- [EXERCISE REQUIREMENTS] All the data below should be printed again without a single difference.

- [THE DATA]
•••••
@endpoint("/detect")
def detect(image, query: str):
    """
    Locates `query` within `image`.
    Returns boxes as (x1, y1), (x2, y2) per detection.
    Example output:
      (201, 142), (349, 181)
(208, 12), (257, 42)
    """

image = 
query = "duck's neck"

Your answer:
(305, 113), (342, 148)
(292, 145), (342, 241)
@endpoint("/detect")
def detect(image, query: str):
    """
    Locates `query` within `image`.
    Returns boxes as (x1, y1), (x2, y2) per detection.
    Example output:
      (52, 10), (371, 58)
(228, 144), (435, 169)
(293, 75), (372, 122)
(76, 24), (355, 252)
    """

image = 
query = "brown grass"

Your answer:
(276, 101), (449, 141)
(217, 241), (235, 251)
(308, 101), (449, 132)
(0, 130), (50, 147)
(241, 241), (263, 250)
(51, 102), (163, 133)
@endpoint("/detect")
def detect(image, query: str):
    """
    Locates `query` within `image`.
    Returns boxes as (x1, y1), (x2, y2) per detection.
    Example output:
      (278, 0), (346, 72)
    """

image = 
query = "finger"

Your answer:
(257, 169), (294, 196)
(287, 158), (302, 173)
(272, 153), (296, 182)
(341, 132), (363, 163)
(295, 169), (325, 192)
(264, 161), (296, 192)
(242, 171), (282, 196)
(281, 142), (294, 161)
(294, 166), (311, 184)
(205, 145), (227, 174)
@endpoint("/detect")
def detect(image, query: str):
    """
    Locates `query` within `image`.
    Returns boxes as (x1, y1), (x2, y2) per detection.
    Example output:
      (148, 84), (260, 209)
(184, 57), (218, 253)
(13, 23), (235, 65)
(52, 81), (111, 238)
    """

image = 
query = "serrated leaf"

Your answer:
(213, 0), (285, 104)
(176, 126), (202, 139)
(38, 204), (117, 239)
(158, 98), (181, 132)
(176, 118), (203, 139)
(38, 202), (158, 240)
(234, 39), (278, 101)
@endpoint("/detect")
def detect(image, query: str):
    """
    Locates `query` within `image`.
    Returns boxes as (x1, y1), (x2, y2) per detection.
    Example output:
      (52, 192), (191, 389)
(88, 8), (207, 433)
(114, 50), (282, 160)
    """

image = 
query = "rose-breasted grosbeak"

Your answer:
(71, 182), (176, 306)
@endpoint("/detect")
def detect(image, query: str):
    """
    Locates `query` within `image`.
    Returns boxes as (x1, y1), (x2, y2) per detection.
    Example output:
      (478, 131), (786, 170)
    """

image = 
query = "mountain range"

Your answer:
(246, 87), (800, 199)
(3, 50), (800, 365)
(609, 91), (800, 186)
•••••
- [THE ANSWER]
@endpoint("/detect")
def detect(image, query: str):
    """
    Locates `query` within `image`.
    Returns boxes as (x1, y1), (x2, y2) per detection.
    Example output:
      (201, 142), (349, 181)
(208, 12), (257, 42)
    """

image = 
query = "duck's neck"

Your answer:
(305, 113), (342, 148)
(292, 145), (342, 241)
@endpoint("/detect")
def detect(image, query: str):
    """
    Locates `query` within `image`.
    Returns boxes as (x1, y1), (x2, y2) per detection.
    Example output:
      (52, 10), (371, 58)
(228, 144), (435, 169)
(293, 75), (372, 122)
(76, 24), (355, 252)
    """

image = 
query = "brown grass"

Your answer:
(276, 101), (449, 141)
(217, 241), (235, 251)
(308, 101), (449, 132)
(0, 130), (50, 147)
(241, 241), (263, 250)
(51, 102), (163, 133)
@endpoint("/detect")
def detect(image, query: str):
    """
    Locates `query` within `image`.
    Returns boxes as (x1, y1), (x2, y2) per detection.
    Example output:
      (278, 0), (346, 72)
    """

image = 
query = "finger"

Your answer:
(257, 169), (294, 196)
(287, 158), (302, 173)
(272, 153), (296, 182)
(341, 132), (363, 163)
(295, 169), (325, 192)
(264, 161), (296, 192)
(242, 171), (282, 196)
(281, 142), (294, 161)
(294, 166), (311, 184)
(205, 145), (227, 174)
@endpoint("/detect")
def detect(image, query: str):
    """
    Locates `query` within `image`.
    Returns boxes as (x1, y1), (x2, y2) per detection.
    Example output:
      (148, 84), (260, 209)
(184, 57), (218, 253)
(13, 23), (235, 65)
(52, 81), (111, 238)
    """

image = 
query = "serrated leaf"

Your answer:
(213, 0), (285, 104)
(176, 126), (202, 139)
(38, 204), (117, 239)
(158, 98), (181, 132)
(176, 118), (203, 139)
(38, 202), (158, 240)
(234, 39), (278, 101)
@endpoint("/detect")
def detect(image, query: str):
    """
    Locates `query` within `image`.
    Returns boxes as (x1, y1), (x2, y2) per detection.
    Example output:
      (52, 192), (191, 389)
(88, 8), (207, 433)
(114, 50), (282, 160)
    """

image = 
query = "rose-breasted grosbeak"

Your answer:
(71, 182), (176, 306)
@endpoint("/detect")
def detect(image, query: str):
    """
    Locates `query` within `image`.
    Returns boxes as (x1, y1), (x2, y2) per detection.
    Example output:
      (478, 131), (786, 170)
    """

image = 
query = "mountain range"

Your answer:
(246, 87), (800, 199)
(3, 50), (800, 365)
(609, 91), (800, 186)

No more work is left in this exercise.